We next analyzed chromosome XIII, which lacks rDNA repeats, by quantitative Southern blotting. Compared to chromosome XII, we detected a less dramatic, yet marked shortfall in gel-resolved material for dna2Δ pif1-m2 cells after passage through S phase (Figure 2E, F). These findings indicate that, in response to transient RF arrest, Dna2 is required genome-wide to ensure chromosome replication is faithfully completed.
Transient replication arrest is cell-lethal in the absence of Dna2
While removal of Pif1 restores viability to dna2Δ cells, dna2Δ pif1 double-mutant cells exhibit sensitivity to chronic RS (14) (Supplementary Figure S2A, B). Our observations of incomplete chromosome replication in dna2Δ pif1 cells after transient RS-exposure further suggested that Dna2’s role in RF recovery is indispensable in the immediate response to acute RF arrest. Consistent with this notion, we found that the release of dna2Δ pif1-m2 cells into S phase in the presence of 200 mM HU for 2 h and subsequent recovery in drug-free medium resulted in the accumulation of cells at the G2/M boundary with a 2N DNA content within one cell cycle (Figure 3A). Microscopic inspection showed that dna2Δ pif1-m2 cells accumulated as large-budded G2/M cells with either a single nucleus or an elongated nucleus spanning the bud neck, indicative of physical impediments to segregation in anaphase cells at sites of unfinished chromosome replication (Figure 3B, C). Compared to pif1-m2 control cells, the viability of dna2Δ pif1-m2 cells dropped dramatically as a consequence of the transient RF arrest (Figure 3D). These results indicate that Dna2-dependent RF recovery is essential to ensure complete chromosome replication, faithful chromosome segregation, and cell viability after a transient replication block.
Resolution of under-replicated DNA by Yen1 is indispensable for cell viability when Dna2 is absent
The Holliday junction resolvase Yen1 is a structure-specific nuclease best known for its role in the processing of branched homologous recombination intermediates (47,48). We have shown previously that Yen1 also resolves persistent replication intermediates in dna2 hypomorphic cells exposed to RS, thereby facilitating chromosome segregation (39). While Yen1 exhibits functional redundancy with the structure-specific nuclease Mus81-Mms4 in the resolution of recombination intermediates, the role in removing post-replicative chromosomal DNA-links derived from stalled RFs in dna2-mutant cells is unique to Yen1. Given the overt under-replication that we detected in dna2Δ pif1-m2 cells, we hypothesized that Yen1 may become essential in these cells, perhaps even in unperturbed conditions. This is indeed the case, as we found that deleting YEN1 causes lethality in dna2Δ pif1-m2 cells (Figure 4A). Similarly, loss of YEN1 was not tolerated in dna2Δ rad9Δ cells (Supplementary Figure S3). In contrast, dna2Δ pif1-m2 cells tolerated the deletion of MUS81 (Figure 4A). We interpret these data to suggest equivalence between the response induced by exogenous RS in dna2 hypomorphic cells (39) and the response to intrinsic replication perturbations in dna2Δ cells. In each case, dysfunctional RF recovery results in a significant burden of unresolved replication intermediates that require resolution by Yen1 for cell survival.

▶ Aim of the exercise:
In the passage on Dna2 and replication fork recovery, substitute "deficit" for "shortfall" and reproduce the part that opens with the words containing "We next analyzed" and closes with "is faithfully completed.".

▶ Record set:
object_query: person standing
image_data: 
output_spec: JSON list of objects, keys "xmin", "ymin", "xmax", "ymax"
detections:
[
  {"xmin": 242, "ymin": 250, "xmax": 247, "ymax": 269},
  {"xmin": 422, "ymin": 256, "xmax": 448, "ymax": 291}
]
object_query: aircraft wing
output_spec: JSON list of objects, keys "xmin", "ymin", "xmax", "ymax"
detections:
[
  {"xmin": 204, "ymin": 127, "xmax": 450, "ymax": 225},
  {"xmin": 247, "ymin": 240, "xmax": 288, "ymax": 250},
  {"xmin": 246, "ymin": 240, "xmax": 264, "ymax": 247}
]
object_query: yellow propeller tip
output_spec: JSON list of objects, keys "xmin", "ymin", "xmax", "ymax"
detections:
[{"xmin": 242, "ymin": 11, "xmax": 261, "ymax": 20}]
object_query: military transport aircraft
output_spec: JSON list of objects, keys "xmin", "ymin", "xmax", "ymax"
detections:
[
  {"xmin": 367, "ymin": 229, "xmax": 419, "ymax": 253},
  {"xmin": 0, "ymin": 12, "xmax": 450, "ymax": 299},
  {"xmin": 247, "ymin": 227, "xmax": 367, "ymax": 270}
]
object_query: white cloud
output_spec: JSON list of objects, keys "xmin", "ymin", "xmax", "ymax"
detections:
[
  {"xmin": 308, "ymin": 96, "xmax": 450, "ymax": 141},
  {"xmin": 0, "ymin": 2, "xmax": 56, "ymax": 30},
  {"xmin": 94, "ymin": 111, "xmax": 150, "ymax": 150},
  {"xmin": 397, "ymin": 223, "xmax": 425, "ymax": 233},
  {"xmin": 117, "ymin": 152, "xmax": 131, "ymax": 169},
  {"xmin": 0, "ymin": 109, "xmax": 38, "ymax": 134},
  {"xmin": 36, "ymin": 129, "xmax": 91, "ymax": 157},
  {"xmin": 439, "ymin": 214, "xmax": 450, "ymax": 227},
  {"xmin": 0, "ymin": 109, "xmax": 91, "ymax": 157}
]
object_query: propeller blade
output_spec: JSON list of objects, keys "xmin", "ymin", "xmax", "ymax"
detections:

▶ Answer below:
We next analyzed chromosome XIII, which lacks rDNA repeats, by quantitative Southern blotting. Compared to chromosome XII, we detected a less dramatic, yet marked deficit in gel-resolved material for dna2Δ pif1-m2 cells after passage through S phase (Figure 2E, F). These findings indicate that, in response to transient RF arrest, Dna2 is required genome-wide to ensure chromosome replication is faithfully completed.